Our View: Fewer mysteries in Internet Age
SouthtownStar editorial November 2, 2012 9:14PM
Updated: December 5, 2012 6:34AM
The story of Hattie Prescott is less mysterious than it was a few days ago.
For that, we thank human curiosity, the passion of genealogists, cyberspace and the allure of a detective story that even Sherlock Holmes would find intriguing.
Hattie died at 20 months on June 18, 1891, according to her headstone, the discovery of which last year in Crete Township began a search for her grave — resulting in a stunning answer.
Richard Stone found the gravestone in plain sight under a utility pole as he walked by railroad tracks west of Balmoral Park Racetrack near Crete-Monee Road.
Stone and his brother Ron took a crack at the mystery, aided by local records and historians, for several months and came up empty. So last month they turned it over to Will County sheriff’s police. Maybe professional sleuthing could crack the case.
Police Lt. Mark Rojkowski and Sgt. Brad Jerkatis teamed up, mostly on their own time, searching more records and even walking through local cemeteries in search of Hattie’s grave. Despite their admirable effort, no luck. So they contacted us, hoping a story would help. Who was Hattie Prescott and where is she buried? Newspapers are suckers for mysteries.

WHAT THIS EXERCISE ASKS
• a. Answer these questions about the Hattie Prescott editorial, one line each:
(i) How old was Hattie Prescott when she died, according to her headstone?
(ii) Where did Richard Stone find the gravestone?
(iii) To whom did the Stone brothers turn the mystery over last month?
• b. Quote the Hattie Prescott editorial from "For that, we" up to and including "would find intriguing.".
• c. Extend the Hattie Prescott editorial, picking up after its last sentence.

PROVIDED INFORMATION
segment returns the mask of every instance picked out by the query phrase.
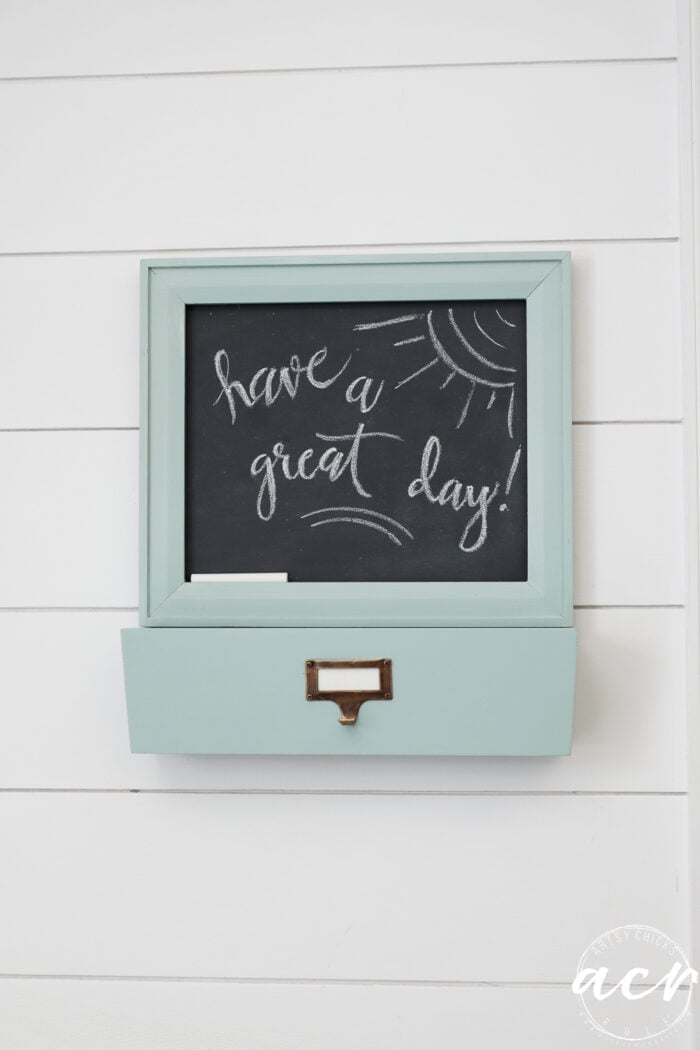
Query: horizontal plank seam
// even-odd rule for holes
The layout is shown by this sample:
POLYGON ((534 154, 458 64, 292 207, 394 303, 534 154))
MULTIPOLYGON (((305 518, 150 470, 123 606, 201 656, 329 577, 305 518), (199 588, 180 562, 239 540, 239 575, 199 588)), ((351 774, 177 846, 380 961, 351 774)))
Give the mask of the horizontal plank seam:
MULTIPOLYGON (((171 756, 174 758, 183 756, 171 756)), ((197 756, 186 756, 189 758, 197 756)), ((255 756, 248 756, 255 757, 255 756)), ((257 756, 259 757, 259 756, 257 756)), ((284 757, 290 756, 269 756, 284 757)), ((321 755, 296 755, 296 758, 321 758, 321 755)), ((347 757, 347 756, 346 756, 347 757)), ((382 756, 376 756, 382 757, 382 756)), ((387 757, 387 756, 384 756, 387 757)), ((388 756, 389 758, 391 756, 388 756)), ((449 756, 407 755, 410 759, 443 758, 449 756)), ((485 756, 472 756, 485 757, 485 756)), ((497 756, 490 756, 496 757, 497 756)), ((504 756, 507 758, 508 756, 504 756)), ((522 759, 518 758, 518 761, 522 759)), ((540 761, 540 759, 533 759, 540 761)), ((519 791, 515 789, 503 791, 469 791, 467 789, 381 789, 381 788, 0 788, 0 795, 311 795, 323 797, 326 795, 342 796, 380 796, 416 797, 428 796, 437 798, 686 798, 685 791, 519 791)))
POLYGON ((591 66, 591 65, 670 65, 675 64, 675 55, 642 55, 633 58, 590 58, 590 59, 501 59, 482 62, 397 62, 367 65, 330 66, 277 66, 242 69, 165 69, 154 72, 83 72, 83 74, 34 74, 18 77, 0 77, 5 84, 42 83, 44 81, 82 80, 162 80, 166 78, 204 77, 279 77, 304 76, 307 74, 358 74, 358 72, 417 72, 440 69, 502 69, 549 66, 591 66))
MULTIPOLYGON (((574 611, 578 609, 684 609, 683 604, 674 603, 651 603, 636 605, 619 605, 608 603, 606 605, 575 605, 574 611)), ((135 605, 0 605, 0 612, 139 612, 135 605)), ((391 626, 391 625, 387 625, 391 626)), ((402 630, 410 631, 410 625, 399 624, 402 630)), ((301 629, 301 628, 300 628, 301 629)), ((416 630, 422 630, 417 627, 416 630)), ((556 628, 552 628, 556 630, 556 628)), ((150 628, 160 630, 160 628, 150 628)))
MULTIPOLYGON (((659 426, 681 424, 682 419, 574 419, 573 426, 659 426)), ((0 434, 139 433, 137 426, 0 426, 0 434)))
POLYGON ((260 248, 259 245, 238 245, 236 247, 231 247, 227 245, 219 245, 218 247, 212 247, 211 245, 185 247, 185 248, 63 248, 56 249, 54 251, 2 251, 0 249, 0 259, 2 258, 51 258, 54 256, 63 255, 167 255, 169 258, 181 258, 187 255, 189 252, 197 252, 199 255, 206 254, 207 252, 230 252, 236 255, 242 254, 253 254, 256 256, 268 255, 271 252, 283 252, 290 255, 305 255, 310 252, 323 252, 324 254, 332 255, 338 252, 361 252, 376 250, 378 253, 382 251, 397 251, 405 252, 409 255, 413 251, 425 251, 434 250, 436 253, 444 251, 444 249, 449 249, 450 251, 457 251, 460 248, 466 250, 471 250, 474 247, 489 246, 496 247, 499 245, 527 245, 534 251, 538 245, 675 245, 678 244, 678 236, 667 236, 667 237, 549 237, 543 240, 533 240, 532 238, 496 238, 494 240, 411 240, 407 243, 398 244, 397 242, 374 242, 373 244, 346 244, 346 245, 267 245, 260 248))
MULTIPOLYGON (((0 973, 0 981, 104 981, 121 984, 259 984, 259 985, 352 985, 359 987, 408 987, 408 988, 503 988, 532 989, 546 988, 571 990, 569 981, 431 981, 401 978, 222 978, 222 976, 167 976, 164 974, 122 974, 122 973, 0 973)), ((602 987, 612 988, 612 984, 602 987)), ((651 983, 635 982, 635 987, 653 988, 651 983)), ((686 984, 679 985, 687 989, 686 984)))

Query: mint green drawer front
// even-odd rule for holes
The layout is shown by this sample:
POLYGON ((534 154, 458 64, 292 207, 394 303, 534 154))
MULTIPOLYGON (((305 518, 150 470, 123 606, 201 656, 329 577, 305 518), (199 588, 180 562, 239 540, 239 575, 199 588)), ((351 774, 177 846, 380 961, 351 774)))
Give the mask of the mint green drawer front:
POLYGON ((137 628, 122 632, 131 750, 566 755, 573 628, 137 628), (340 726, 307 659, 393 662, 394 699, 340 726))

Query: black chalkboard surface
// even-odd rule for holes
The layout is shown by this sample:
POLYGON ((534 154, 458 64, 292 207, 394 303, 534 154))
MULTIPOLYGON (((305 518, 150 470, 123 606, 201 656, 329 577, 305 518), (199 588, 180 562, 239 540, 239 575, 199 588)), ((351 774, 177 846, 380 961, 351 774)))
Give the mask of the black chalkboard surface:
POLYGON ((186 579, 524 581, 524 300, 188 306, 186 579))

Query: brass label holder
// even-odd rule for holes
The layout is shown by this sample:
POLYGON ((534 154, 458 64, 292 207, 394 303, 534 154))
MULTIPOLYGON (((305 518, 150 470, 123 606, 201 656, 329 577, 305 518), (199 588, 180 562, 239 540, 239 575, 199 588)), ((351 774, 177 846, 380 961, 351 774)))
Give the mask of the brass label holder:
POLYGON ((332 700, 340 708, 341 726, 355 726, 365 700, 393 700, 390 659, 307 659, 306 699, 332 700), (351 671, 374 668, 379 672, 379 689, 319 689, 319 671, 351 671))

LIST OF ANSWERS
• a.
(i) 20 months.
(ii) In plain sight under a utility pole by railroad tracks west of Balmoral Park Racetrack near Crete-Monee Road.
(iii) Will County sheriff's police.

• b.
For that, we thank human curiosity, the passion of genealogists, cyberspace and the allure of a detective story that even Sherlock Holmes would find intriguing.

• c.
Our story caught the eye of genealogists, who used their skills and the Internet to learn in a day that Hattie’s headstone belonged in a family plot in Winding Hill Cemetery in Aroostook County, Maine. That’s about 1,360 miles away.
How did the stone get to Crete Township? That’s a mystery that might not ever be deciphered, but we’re sure someone will try — possibly assisted by the prominence of the Prescott name in New England. At least 10 presidents have had Prescott DNA coursing in their veins. Col. William Prescott led the Colonial forces at Bunker Hill, where he shouted his famous command: “Don’t fire till you see the whites of their eyes.”
As to why Hattie died, no direct evidence exists. But of every 3,600 Maine births in 1891, just more than 10 percent died in childbirth and another 10 percent before age 2.
Hattie’s stone will be returned soon to its rightful place. We’re happy about that and glad we were able to help.